- EXERCISE INSTRUCTIONS: Output all of the listing, leaving every line exactly as written.

Start of SUPPLIED DATA

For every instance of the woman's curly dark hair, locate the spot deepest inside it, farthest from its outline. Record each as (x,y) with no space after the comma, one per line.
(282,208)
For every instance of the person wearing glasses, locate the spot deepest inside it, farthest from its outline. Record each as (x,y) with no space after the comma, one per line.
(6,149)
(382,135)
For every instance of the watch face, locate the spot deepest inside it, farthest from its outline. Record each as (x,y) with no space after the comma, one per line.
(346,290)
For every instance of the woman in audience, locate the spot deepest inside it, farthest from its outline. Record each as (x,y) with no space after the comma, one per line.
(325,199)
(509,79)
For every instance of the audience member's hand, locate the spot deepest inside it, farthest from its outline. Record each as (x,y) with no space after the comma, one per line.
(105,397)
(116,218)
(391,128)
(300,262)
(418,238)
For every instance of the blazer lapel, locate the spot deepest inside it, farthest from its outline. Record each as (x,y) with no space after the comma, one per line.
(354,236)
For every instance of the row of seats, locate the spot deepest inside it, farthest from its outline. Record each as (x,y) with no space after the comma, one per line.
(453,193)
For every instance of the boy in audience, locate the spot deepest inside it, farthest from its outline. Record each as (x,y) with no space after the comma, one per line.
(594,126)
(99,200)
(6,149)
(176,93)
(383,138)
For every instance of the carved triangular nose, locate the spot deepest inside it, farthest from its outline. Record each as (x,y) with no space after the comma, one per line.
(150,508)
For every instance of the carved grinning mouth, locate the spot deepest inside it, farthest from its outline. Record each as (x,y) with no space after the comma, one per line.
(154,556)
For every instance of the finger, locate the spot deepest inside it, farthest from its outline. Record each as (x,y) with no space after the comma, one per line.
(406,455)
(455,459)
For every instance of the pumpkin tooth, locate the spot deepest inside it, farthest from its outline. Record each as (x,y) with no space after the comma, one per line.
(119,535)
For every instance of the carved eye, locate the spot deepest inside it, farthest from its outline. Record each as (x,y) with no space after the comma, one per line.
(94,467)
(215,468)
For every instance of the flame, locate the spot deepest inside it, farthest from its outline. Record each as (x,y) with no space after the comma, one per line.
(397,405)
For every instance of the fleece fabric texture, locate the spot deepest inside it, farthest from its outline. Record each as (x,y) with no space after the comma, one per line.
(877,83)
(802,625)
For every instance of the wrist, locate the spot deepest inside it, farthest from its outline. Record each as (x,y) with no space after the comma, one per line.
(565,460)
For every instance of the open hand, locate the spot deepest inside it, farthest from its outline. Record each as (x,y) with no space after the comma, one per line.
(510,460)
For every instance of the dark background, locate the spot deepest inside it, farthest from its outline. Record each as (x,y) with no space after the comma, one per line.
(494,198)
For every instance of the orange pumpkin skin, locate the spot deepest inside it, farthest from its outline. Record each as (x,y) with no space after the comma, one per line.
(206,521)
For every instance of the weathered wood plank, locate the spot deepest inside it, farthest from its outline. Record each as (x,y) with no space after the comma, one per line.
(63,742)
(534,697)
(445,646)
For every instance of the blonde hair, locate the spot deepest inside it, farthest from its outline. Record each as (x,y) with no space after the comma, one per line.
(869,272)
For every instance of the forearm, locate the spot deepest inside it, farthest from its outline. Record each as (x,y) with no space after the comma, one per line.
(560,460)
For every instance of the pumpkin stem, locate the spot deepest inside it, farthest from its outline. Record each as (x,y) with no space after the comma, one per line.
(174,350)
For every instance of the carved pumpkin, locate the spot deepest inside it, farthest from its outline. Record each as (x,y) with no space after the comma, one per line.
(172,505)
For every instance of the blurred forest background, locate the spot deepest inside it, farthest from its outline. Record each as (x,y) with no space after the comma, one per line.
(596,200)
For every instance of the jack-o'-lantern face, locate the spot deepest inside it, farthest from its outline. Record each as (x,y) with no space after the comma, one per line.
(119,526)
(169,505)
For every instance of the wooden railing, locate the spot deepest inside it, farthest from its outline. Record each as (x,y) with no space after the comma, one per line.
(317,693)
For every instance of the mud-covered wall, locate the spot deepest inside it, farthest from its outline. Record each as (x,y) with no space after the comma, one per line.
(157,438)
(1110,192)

End of SUPPLIED DATA

- TASK RESPONSE:
For every instance of the woman's curly dark hair, locate the spot deepest inside it, farthest from its outline. Record each as (x,y) with no space after the comma, one per line.
(282,208)
For every instance of the person wearing glasses, locate the spot deepest inside it, farthest from its outline. Record each as (x,y) with no space after the comma, one per line.
(6,149)
(382,135)
For every instance of the watch face, locate the spot deepest inside it, farthest from its outline. Record each as (x,y) with no space after the comma, one per line.
(346,290)
For every instance of the woman in audience, locate the spot deepest inside it, farthest from its outline. Record each as (x,y) with no space after the comma, one per line.
(325,199)
(509,79)
For every instance of the audience member's hand, locate the spot deepest inside it, farthest from its outline. Record each as (x,y) with no space after the comma, one per line.
(105,397)
(116,218)
(391,128)
(300,262)
(418,238)
For every instance of the blazer lapel, locate the spot deepest inside it, farthest from its outline. Record each as (x,y) with no space after the comma, one per line.
(354,236)
For every instance of the row of seats, locate the spot deepest inside it, farthest from its outline. Record each as (x,y) with no space after the comma, one per line.
(453,193)
For every instance of the boy in audience, locate the spot deepest inside it, farthest from its outline. Record each as (x,y) with no space after the comma, one per line.
(594,126)
(99,200)
(6,149)
(176,93)
(383,138)
For every instance of the carved triangular nose, locate the spot deepest inside it, farthest from its outline. Record each as (x,y) with no space after the comma, one per line.
(150,508)
For every instance of the carved grinning mouth, locate the spot deepest inside it, farthest from its outline. Record each as (x,y) with no space after the comma, one per line.
(154,556)
For every instance of the finger, locate the spot deepest inside it, farthest from its outline. Record each as (x,y) with no space after the comma, one per line.
(406,455)
(455,459)
For every instance of the pumpkin tooth, locate the spot deepest inside it, farthest from its outline. Record each as (x,y) with no space after the comma, one per line.
(119,535)
For every instance of the carved eye, locate the spot deepest inside it, farthest from its outline. Record each as (x,y) with no space after the comma, one per line.
(94,467)
(215,468)
For every instance of the flame, locate the spot deepest inside it, farthest from its outline. Record each as (x,y) with no space after the comma, one per line.
(397,405)
For every instance of the fleece fabric texture, locate the spot deepest inside it, farthest from its outline. Record each as (x,y) with no space after the comma, one per line.
(877,83)
(802,625)
For every instance of the wrist, locate the spot deepest inside it, farthest from its outline. Record each as (x,y) with no space after the comma, one per line.
(565,460)
For every instance of the open hand, locate the spot deepest inside it, farthest from its outline. Record each as (x,y) with no space after the comma, one per line.
(510,460)
For every instance of the dark background, locate the spot deepest inside it, farthest from its outline. Record each as (x,y) with no space after the comma, one per line.
(494,198)
For every instance of the orange pumpkin skin, locate the spot deepest inside it, farthest from its outline. Record each as (x,y) with no space after the comma, one per line.
(206,521)
For every instance of the weathered wood plank, locate the spot deepest inside it, farthest from its outline. Record each as (x,y) with no space after the comma, one per line.
(63,742)
(534,697)
(445,646)
For every instance of the blonde hair, locate the spot deepest inside it, farthest from its outline. Record each as (x,y) with no space after the comma, one per line.
(869,272)
For every instance of the forearm, locate the spot deepest inside it, farthest from its outline. Record each as (x,y) with no space after the comma, one per line.
(560,460)
For every instance of the pumpkin stem, locate the spot deepest inside it, farthest from its outline. Record each as (x,y) with no space after the comma, one per line.
(174,350)
For every instance of the carved pumpkin, locate the spot deepest inside it, farthest from its outline. Record each as (x,y) with no space after the comma, one per line.
(172,505)
For every instance of the blurred forest background, locate the spot deepest inside it, farthest from its outline. Record each as (x,y) with no space after the comma, one per line.
(596,200)
For every instance of the jack-o'-lantern face, locate the spot deepest inside it, farthest from its outline. Record each as (x,y) with no space after the comma, one per line.
(119,526)
(169,505)
For every instance of the wooden railing, locate the spot deepest inside it, farthest from its outline. Record each as (x,y) with no space after the comma, one per line.
(317,693)
For every instance of the mud-covered wall, locate the spot deepest inside it, farthest from its outline. Record each as (x,y) with no space after the comma, one per line.
(157,438)
(1110,192)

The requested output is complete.